__Yang Diminta__: Sambung tulisan tentang harapan perbaikan bangsa di bawah ini, mulai setelah kalimat terakhirnya.

__Kutipan__:
::::
Artikel ke-1.561
Oleh: Dr. Adian Husaini (www.adianhusaini.id)
Mencermati berbagai persoalan bangsa kita saat ini, tidak sedikit yang kemudian bersikap pesimis. Seolah-olah tidak ada jalan bagi perbaikan bangsa. Artinya, kita tinggal menunggu bangsa kita menuju jurang kehancuran. Benarkah begitu?
Tentu saja, orang muslim dilarang bersikap pesimis terhadap masa depan diri, umat, dan bangsanya. Apa pun kondisi kita saat ini, harapan perbaikan itu selalu ada. Rasulullah saw menjadi teladan utama dalam melakukan upaya perubahan yang mendasar dan menyeluruh terhadap bangsa Arab ketika itu.
Rasulullah saw hidup dalam satu masyarakat yang berbagai tindak kejahatan telah membudaya dan berurat berakar dalam kehidupan masyarakat. Misalnya, tradisi perang suku dan budaya minuman keras.
Masyarakat saat itu berada dalam kondisi hilang adab (loss of adab). Mereka tidak beradab kepada Allah. Mereka mengakui Allah sebagai Tuhan mereka, tetapi mereka juga mengangkat makhluk-makhluk sebagai tuhan. Mereka memuliakan manusia bukan atas dasar taqwa dan akhlak mulia. Mereka pun tidak tahu bagaimana harusnya memperlakukan anak-anak mereka sendiri.
Maka, Rasulullah saw memulai perubahan masyarakatnya itu dengan mengubah manusianya. Beliau mendidik masyarakat dengan mengubah pandangan hidup (worldview) mereka terhadap Tuhan, manusia, dan juga terhadap ilmu.
::::
__Data Tersedia__:
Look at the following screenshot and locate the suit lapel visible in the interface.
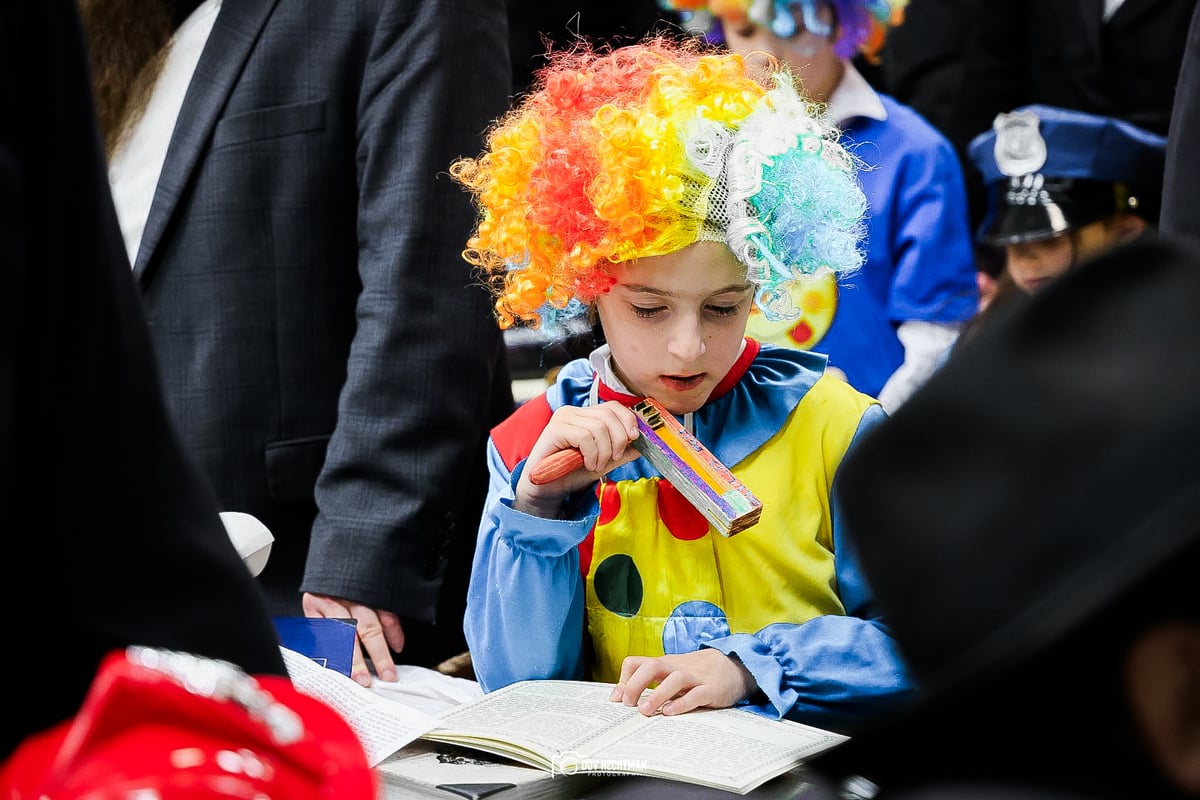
::::
__Jawaban__:
Inilah yang pertama kali diperintahkan melalui wahyu yang pertama turun: “Iqra! Bacalah dengan nama Tuhanmu yang menciptakan. Yang menciptakan manusia al-alaq; Bacalah, dan Tuhanmu sungguh sangat mulia; yang mengajarkan manusia dengan qalam; yang mengajar manusia apa yang tidak diketahuinya.”
Inilah adab yang sangat mendasar yang harus ditanamkan pada diri manusia sejak awal mula ia menjalani proses pendidikan. Bahwa, manusia itu makhluk Allah yang Maha Mulia dan yang mengajar manusia. Ilmu yang didapat manusia adalah dari Allah. Dengan menyadari hakikat manusia seperti itu, maka manusia akan semakin bersungguh-sungguh dalam mencari ilmu dan tidak sombong atas prestasi keilmuan yang diraihnya.
Jadi, memahami hakikat segala sesuatu dan menyikapinya dengan betul itulah yang dimaksud dengan adab. Adab kepada Allah, adab kepada Rasul, adab terhadap guru, adab terhadap ilmu, dan seterusnya, harus menjadi prioritas dalam proses penanamannya dalam diri setiap manusia.
Salah paham terhadap hakikat sesuatu, berdampak pada hilangnya adab. Misalnya, ketidakpahaman terhadap hakikat ilmu, tidak paham derajat ilmu, maka akan menyebabkan seorang pelajar tidak beradab kepada ilmu. Mungkin ia tidak mendapatkan pemahaman tentang ilmu yang benar, sehingga ia tidak merasakan kedamaian dan kelezatan ilmu.
Bermacam-macam ilmu yang masuk dalam dirinya tidak menjadikannya semakin dekat dengan Allah SWT, sebab ketiadaan adab dalam mencari, mengamalkan, dan mengajarkan ilmunya. Mungkin, ketika duduk di tingkat SMP-SMA, ia sangat sibuk dalam mempelajari ilmu-ilmu yang sifatnya fardhu kifayah atau mubah, tetapi ia melalaikan penguasaan ilmu-ilmu fardhu ain.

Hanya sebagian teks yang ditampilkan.